## [Task brief]
Repeat the data below word for word.

## [The input]
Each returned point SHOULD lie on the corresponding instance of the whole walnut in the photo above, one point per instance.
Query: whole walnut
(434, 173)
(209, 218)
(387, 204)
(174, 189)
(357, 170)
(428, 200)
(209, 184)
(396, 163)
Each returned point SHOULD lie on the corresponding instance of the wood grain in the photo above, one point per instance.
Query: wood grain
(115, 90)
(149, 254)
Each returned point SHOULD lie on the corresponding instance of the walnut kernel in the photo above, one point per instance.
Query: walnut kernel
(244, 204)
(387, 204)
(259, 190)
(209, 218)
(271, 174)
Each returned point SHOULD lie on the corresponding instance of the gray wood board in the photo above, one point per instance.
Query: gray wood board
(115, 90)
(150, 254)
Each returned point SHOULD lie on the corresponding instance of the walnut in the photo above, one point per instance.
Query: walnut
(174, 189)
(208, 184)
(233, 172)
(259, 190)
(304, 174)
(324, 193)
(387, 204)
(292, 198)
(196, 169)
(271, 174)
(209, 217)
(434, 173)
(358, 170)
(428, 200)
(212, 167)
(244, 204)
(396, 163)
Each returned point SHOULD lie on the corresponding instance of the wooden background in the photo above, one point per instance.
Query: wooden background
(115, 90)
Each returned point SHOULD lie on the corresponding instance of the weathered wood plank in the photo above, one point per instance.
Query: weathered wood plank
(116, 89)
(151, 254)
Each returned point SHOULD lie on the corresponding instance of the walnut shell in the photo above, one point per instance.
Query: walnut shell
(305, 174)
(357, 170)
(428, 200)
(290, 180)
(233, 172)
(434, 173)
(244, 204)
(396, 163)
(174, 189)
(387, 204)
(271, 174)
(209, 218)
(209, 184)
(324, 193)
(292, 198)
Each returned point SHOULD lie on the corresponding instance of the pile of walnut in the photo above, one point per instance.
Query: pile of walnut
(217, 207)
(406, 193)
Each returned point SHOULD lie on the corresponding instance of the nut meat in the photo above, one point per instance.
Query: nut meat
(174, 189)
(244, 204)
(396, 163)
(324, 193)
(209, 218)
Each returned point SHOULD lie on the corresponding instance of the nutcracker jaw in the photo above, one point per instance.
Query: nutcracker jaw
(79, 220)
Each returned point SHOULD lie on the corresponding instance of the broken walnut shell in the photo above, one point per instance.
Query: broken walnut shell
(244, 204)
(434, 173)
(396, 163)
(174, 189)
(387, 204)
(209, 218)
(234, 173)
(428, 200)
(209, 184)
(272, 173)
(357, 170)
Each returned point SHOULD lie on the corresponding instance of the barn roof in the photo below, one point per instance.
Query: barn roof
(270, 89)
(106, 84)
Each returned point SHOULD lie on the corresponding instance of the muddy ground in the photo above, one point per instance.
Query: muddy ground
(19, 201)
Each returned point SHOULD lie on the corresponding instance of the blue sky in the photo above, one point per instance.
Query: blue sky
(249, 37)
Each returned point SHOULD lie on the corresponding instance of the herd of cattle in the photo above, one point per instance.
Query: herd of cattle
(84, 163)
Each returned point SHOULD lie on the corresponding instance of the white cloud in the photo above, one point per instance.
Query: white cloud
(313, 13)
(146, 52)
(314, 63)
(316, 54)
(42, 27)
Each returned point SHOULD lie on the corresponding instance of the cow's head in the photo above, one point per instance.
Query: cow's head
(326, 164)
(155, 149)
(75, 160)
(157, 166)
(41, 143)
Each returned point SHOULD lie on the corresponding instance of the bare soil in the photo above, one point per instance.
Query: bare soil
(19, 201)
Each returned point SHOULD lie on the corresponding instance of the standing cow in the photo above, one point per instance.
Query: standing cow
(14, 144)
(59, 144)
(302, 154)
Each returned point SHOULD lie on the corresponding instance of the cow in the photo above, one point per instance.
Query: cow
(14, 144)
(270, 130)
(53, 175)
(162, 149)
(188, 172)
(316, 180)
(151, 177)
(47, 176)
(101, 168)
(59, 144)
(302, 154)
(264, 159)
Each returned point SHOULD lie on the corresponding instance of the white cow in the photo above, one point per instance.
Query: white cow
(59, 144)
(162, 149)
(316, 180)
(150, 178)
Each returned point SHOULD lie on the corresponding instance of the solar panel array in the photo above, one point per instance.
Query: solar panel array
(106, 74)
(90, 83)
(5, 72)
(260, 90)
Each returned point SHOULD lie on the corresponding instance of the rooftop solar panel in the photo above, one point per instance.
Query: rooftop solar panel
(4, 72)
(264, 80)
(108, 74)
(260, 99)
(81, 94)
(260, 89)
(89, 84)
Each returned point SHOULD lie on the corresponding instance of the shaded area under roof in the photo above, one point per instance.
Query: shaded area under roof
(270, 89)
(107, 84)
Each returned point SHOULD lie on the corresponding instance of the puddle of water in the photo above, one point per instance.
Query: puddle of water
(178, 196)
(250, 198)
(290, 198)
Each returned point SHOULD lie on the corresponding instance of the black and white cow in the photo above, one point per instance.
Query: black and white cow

## [Your solution]
Each returned point SHOULD lie on the corresponding instance of the whole walnut in the photo above, one point per instance.
Query: whole walnut
(434, 173)
(209, 218)
(387, 204)
(174, 189)
(357, 170)
(428, 200)
(209, 184)
(396, 163)
Each returned point SHOULD lie on the corresponding instance of the wood grain in the photo above, one point per instance.
Query: wood grain
(115, 90)
(149, 254)
Each returned point SHOULD lie on the corresponding instance of the walnut kernel in the photo above, one point per instance.
Query: walnut kernel
(244, 204)
(387, 204)
(259, 190)
(209, 218)
(271, 174)
Each returned point SHOULD lie on the corresponding instance of the gray wood board in the photo above, one point per instance.
Query: gray wood board
(115, 90)
(150, 254)
Each returned point SHOULD lie on the corresponding instance of the walnut in the photo above, one point per instance.
Query: walnut
(174, 189)
(208, 184)
(233, 172)
(259, 190)
(304, 174)
(324, 193)
(387, 204)
(292, 198)
(196, 169)
(271, 174)
(209, 217)
(434, 173)
(358, 170)
(428, 200)
(212, 167)
(244, 204)
(396, 163)
Each returned point SHOULD lie on the corresponding instance of the wooden background in the photo above, one point per instance.
Query: wooden background
(115, 90)
Each returned point SHOULD lie on the corresponding instance of the weathered wood plank in the photo above, one point per instance.
Query: weathered wood plank
(116, 89)
(151, 254)
Each returned point SHOULD lie on the corresponding instance of the walnut shell in the photo above, one point per instance.
Query: walnut shell
(305, 174)
(357, 170)
(428, 200)
(290, 180)
(233, 172)
(434, 173)
(244, 204)
(396, 163)
(174, 189)
(387, 204)
(271, 174)
(209, 218)
(209, 184)
(324, 193)
(292, 198)
Each returned point SHOULD lie on the corresponding instance of the pile of walnut in the photo above, one point per instance.
Query: pile of walnut
(217, 207)
(406, 193)
Each returned point SHOULD lie on the corresponding instance of the nut meat in the photo above, one point per instance.
Query: nut meat
(174, 189)
(244, 204)
(396, 163)
(324, 193)
(209, 218)
Each returned point SHOULD lie on the corresponding instance of the nutcracker jaw in the photo above, one point per instance.
Query: nutcracker jaw
(79, 220)
Each returned point SHOULD lie on the corresponding instance of the broken walnut shell in the photo above, one point per instance.
Query: broken walnut shell
(244, 204)
(434, 173)
(396, 163)
(174, 189)
(387, 204)
(209, 218)
(234, 173)
(428, 200)
(209, 184)
(272, 173)
(357, 170)
Each returned point SHOULD lie on the corresponding instance of the barn roof in the photo below, one point per instance.
Query: barn roof
(270, 89)
(106, 84)
Each returned point SHOULD lie on the corresponding instance of the muddy ground in the photo above, one point per instance.
Query: muddy ground
(19, 201)
Each returned point SHOULD lie on the corresponding instance of the blue sky in the photo above, one point per instance.
Query: blue sky
(249, 37)
Each returned point SHOULD lie on the corresponding instance of the herd of cattle in the photo above, one point per instance.
Query: herd of cattle
(84, 163)
Each returned point SHOULD lie on the corresponding instance of the white cloud in the photo above, one point per instance.
Query: white cloud
(313, 13)
(146, 52)
(314, 63)
(316, 54)
(42, 27)
Each returned point SHOULD lie on the corresponding instance of the cow's head in the photo above, one point per instance.
Query: cow's head
(326, 164)
(155, 149)
(75, 160)
(157, 166)
(41, 143)
Each returned point SHOULD lie on the corresponding instance of the bare soil in the photo above, one point per instance.
Query: bare soil
(19, 201)
Each returned point SHOULD lie on the corresponding instance of the standing cow in the photo above, one point per instance.
Query: standing cow
(14, 144)
(59, 144)
(302, 154)
Each returned point SHOULD lie on the corresponding instance of the cow in the photo above, one point per instance.
Query: cow
(14, 144)
(270, 130)
(53, 175)
(162, 149)
(188, 172)
(316, 180)
(151, 177)
(47, 176)
(101, 168)
(59, 144)
(302, 154)
(264, 159)
Each returned point SHOULD lie on the corresponding instance of the white cow in the photo above, one point per instance.
Query: white cow
(59, 144)
(162, 149)
(316, 180)
(150, 178)
Each returned point SHOULD lie on the corresponding instance of the solar panel array in the photo above, one point per instance.
Query: solar panel array
(106, 74)
(90, 83)
(5, 72)
(260, 90)
Each returned point SHOULD lie on the corresponding instance of the rooftop solar panel in the photo above, one point per instance.
Query: rooftop solar panel
(4, 72)
(264, 80)
(108, 74)
(260, 99)
(81, 94)
(260, 89)
(89, 84)
Each returned point SHOULD lie on the corresponding instance of the shaded area under roof in the photo above, one point per instance.
Query: shaded area under roof
(270, 89)
(107, 84)
Each returned point SHOULD lie on the corresponding instance of the puddle of water in the photo above, one point per instance.
Query: puddle of water
(178, 196)
(250, 198)
(290, 198)
Each returned point SHOULD lie on the corresponding instance of the black and white cow in the photo above, one point per instance.
Query: black and white cow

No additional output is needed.